— begin RECORDED INFORMATION —
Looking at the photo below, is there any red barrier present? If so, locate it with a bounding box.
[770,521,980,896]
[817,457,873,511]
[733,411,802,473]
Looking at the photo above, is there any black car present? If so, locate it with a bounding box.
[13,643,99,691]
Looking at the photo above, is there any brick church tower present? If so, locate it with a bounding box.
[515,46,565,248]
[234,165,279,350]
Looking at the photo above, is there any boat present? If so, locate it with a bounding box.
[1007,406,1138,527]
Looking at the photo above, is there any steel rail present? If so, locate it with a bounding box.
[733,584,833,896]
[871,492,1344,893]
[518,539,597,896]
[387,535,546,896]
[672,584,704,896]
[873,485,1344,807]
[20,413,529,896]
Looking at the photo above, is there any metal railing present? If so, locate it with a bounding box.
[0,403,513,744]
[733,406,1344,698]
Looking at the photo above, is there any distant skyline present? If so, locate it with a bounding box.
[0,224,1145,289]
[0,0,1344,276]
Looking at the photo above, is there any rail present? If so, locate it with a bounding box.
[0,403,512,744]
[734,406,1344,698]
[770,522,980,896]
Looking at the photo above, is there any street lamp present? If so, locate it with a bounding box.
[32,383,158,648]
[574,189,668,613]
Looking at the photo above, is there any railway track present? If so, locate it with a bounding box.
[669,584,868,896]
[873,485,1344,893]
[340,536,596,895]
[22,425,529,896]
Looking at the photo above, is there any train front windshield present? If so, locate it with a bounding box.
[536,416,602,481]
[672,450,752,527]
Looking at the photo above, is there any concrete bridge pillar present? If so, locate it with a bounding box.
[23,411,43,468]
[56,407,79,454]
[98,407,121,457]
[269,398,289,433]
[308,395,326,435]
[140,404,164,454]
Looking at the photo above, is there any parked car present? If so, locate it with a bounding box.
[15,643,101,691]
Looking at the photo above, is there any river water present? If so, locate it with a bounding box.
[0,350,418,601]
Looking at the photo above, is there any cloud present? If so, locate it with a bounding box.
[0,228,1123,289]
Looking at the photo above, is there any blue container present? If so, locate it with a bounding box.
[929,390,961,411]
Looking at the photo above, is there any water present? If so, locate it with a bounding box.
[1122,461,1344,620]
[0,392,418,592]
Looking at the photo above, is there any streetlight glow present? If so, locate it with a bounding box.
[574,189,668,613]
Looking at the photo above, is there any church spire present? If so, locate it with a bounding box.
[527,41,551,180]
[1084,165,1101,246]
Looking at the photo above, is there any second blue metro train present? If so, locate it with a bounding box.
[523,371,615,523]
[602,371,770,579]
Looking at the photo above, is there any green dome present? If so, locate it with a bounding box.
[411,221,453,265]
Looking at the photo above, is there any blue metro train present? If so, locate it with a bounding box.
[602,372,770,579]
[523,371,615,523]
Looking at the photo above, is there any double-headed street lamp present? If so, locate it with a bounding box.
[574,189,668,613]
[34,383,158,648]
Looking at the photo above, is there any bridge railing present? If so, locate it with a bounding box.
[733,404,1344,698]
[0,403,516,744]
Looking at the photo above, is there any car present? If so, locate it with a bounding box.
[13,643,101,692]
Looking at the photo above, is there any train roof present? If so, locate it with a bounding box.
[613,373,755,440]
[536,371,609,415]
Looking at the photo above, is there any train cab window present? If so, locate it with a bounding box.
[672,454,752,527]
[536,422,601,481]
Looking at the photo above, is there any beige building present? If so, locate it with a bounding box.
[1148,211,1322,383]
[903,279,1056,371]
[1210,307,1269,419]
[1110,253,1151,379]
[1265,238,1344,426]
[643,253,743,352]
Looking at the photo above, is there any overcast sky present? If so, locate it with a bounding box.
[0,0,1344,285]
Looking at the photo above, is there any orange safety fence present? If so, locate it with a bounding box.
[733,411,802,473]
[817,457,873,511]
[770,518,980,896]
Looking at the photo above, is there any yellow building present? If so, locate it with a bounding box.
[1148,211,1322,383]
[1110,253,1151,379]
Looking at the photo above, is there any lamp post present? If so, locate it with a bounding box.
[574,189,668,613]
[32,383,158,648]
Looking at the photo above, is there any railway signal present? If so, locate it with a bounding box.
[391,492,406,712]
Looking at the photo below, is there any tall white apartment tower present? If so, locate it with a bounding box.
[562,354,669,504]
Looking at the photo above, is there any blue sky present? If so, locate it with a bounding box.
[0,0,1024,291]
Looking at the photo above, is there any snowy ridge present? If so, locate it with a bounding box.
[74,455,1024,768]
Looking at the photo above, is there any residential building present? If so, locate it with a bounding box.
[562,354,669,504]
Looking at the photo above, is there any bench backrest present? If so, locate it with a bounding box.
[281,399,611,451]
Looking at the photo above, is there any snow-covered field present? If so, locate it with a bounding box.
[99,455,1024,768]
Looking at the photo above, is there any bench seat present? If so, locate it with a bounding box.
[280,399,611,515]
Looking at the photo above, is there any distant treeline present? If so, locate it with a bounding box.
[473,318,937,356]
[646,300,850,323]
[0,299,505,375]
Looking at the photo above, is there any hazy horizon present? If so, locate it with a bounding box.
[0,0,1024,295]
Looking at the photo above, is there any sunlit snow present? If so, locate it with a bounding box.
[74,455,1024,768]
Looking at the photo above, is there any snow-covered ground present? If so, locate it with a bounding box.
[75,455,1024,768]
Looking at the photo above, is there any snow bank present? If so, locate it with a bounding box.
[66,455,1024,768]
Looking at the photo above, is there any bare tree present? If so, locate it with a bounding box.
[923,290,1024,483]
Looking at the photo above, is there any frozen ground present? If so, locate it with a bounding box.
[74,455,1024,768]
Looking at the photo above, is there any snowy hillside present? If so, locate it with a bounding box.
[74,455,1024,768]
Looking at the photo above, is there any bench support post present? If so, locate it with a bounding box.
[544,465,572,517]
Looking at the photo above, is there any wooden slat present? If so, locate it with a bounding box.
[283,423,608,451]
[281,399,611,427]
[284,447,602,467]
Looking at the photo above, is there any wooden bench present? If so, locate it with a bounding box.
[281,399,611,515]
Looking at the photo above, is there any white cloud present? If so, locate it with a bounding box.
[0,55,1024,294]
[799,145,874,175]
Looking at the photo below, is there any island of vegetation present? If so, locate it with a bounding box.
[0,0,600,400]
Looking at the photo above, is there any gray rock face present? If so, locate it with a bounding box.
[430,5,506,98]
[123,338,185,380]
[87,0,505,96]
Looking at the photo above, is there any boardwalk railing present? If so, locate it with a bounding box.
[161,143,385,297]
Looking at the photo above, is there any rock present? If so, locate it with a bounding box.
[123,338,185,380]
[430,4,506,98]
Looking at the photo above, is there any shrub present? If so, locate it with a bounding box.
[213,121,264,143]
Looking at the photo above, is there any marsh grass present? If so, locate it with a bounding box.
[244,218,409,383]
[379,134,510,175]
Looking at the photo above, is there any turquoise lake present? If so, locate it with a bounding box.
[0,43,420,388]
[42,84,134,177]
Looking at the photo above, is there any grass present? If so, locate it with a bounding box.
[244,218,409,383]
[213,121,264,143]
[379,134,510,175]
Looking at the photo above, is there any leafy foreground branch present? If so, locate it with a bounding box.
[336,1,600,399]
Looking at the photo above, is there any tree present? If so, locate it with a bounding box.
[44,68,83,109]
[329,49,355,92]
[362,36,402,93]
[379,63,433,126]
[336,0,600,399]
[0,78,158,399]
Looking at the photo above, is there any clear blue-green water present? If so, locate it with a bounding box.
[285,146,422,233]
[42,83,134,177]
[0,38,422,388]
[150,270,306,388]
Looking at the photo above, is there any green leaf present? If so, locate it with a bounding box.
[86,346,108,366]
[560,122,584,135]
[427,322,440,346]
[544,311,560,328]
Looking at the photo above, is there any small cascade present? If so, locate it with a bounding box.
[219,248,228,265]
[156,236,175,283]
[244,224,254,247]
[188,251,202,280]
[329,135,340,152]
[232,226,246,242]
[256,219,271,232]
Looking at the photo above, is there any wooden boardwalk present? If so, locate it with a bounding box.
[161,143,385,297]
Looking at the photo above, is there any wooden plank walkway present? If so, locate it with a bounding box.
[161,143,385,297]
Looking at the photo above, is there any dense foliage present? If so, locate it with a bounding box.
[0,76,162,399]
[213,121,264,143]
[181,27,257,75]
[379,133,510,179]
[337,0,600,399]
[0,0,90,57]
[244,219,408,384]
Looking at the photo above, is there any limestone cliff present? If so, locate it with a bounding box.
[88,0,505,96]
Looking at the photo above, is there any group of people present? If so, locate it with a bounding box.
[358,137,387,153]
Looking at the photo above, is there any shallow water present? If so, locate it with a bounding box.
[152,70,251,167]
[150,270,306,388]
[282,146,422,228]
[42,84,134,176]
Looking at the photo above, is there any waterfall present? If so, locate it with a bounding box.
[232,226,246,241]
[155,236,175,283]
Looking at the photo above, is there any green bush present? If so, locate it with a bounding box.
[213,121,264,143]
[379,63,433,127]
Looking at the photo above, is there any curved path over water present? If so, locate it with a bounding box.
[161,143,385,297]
— end RECORDED INFORMATION —
EXERCISE PROMPT: Duplicate the lines above, starting with the line containing "Looking at the photo above, is there any blue sky" and ending with the line containing "[75,455,1024,768]", including both of those lines.

ANSWER BELOW:
Looking at the photo above, is there any blue sky present? If so, locate it with a bounding box.
[0,0,1024,291]
Looking at the photo above, is there any snowy ridge present? If so, locate it with a bounding box.
[74,455,1024,768]
Looking at the photo above, is there any residential building present? If so, locate it with a bounding box.
[562,354,669,504]
Looking at the photo above, is there any bench backrest present? If so, locate it with a bounding box.
[281,399,611,451]
Looking at the photo above, is there any snow-covered field present? If so, locate it with a bounding box.
[99,455,1024,768]
Looking at the photo above, is there any bench seat present? If so, locate it with a bounding box.
[280,399,611,515]
Looking at the photo above, is there any distant treeline present? If so, locate it with a bounding box.
[473,318,937,356]
[646,300,850,323]
[0,299,505,375]
Looking at the photo above, is there any hazy horizon present? If so, locate it with a bounding box.
[0,0,1024,295]
Looking at the photo above, is there any sunlit snow present? If so, locate it with a bounding box.
[74,455,1024,768]
Looking at the photo above, is there any snow-covered ground present? If so, locate it with a bounding box.
[75,455,1024,768]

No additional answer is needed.